The reply should contain every entry below exactly as written, with no images.

** Opening EXERCISE MATERIALS block **

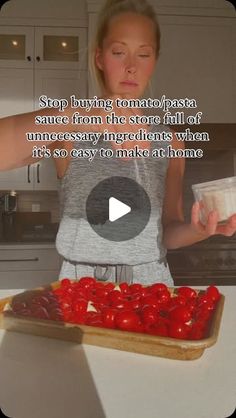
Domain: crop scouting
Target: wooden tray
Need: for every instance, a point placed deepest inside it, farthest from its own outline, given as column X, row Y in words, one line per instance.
column 121, row 340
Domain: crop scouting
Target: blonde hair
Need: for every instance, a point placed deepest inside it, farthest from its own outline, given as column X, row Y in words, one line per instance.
column 110, row 9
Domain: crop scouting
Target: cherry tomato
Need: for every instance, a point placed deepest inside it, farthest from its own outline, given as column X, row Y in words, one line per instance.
column 135, row 303
column 121, row 304
column 206, row 302
column 124, row 287
column 163, row 296
column 109, row 286
column 213, row 293
column 127, row 320
column 158, row 288
column 150, row 300
column 187, row 292
column 87, row 282
column 18, row 306
column 115, row 296
column 94, row 319
column 149, row 314
column 135, row 288
column 80, row 306
column 159, row 328
column 65, row 282
column 180, row 313
column 178, row 329
column 108, row 317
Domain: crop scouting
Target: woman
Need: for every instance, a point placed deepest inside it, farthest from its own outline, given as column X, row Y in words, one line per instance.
column 124, row 57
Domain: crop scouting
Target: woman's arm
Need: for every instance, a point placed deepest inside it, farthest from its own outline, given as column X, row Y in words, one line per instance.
column 176, row 233
column 15, row 150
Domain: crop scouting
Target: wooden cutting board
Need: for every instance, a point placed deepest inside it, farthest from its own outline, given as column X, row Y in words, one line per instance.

** Closing EXERCISE MATERIALS block **

> [TASK RESULT]:
Domain: crop scouting
Target: wooden tray
Need: for every instance, a point placed deepest inside it, farthest from its own outline, given as column X, row Y in words, one line per instance.
column 121, row 340
Domain: crop scouting
Target: blonde hair
Need: for every instance, a point placed deepest inside it, farthest from its own outline, given as column X, row Y in words, one line per instance.
column 110, row 9
Domain: crop scouting
Target: cherry tomato
Need: for every instance, a point placed deepest inside it, farthest from its own outline, given as column X, row Y in words, one line per instance.
column 135, row 303
column 121, row 304
column 206, row 302
column 124, row 287
column 163, row 296
column 109, row 286
column 213, row 293
column 127, row 320
column 158, row 288
column 150, row 300
column 187, row 292
column 87, row 282
column 18, row 306
column 115, row 296
column 94, row 319
column 149, row 314
column 135, row 288
column 80, row 306
column 159, row 328
column 65, row 282
column 180, row 313
column 178, row 329
column 108, row 317
Domain: crop scouting
Target: woman
Need: for every instance, a point placed deepest inside it, farthest from its own outline, given as column X, row Y in words, one line per instance.
column 124, row 57
Domain: crop scouting
Target: woman's arm
Need: for every instance, a point placed deepest inside it, farthest from its own outline, given as column X, row Y in words, one line per instance.
column 176, row 233
column 15, row 150
Domain: crop scouting
Target: wooden cutting board
Need: for every instance, a point placed deepest inside it, farthest from its own outline, given as column X, row Y in words, one line per instance.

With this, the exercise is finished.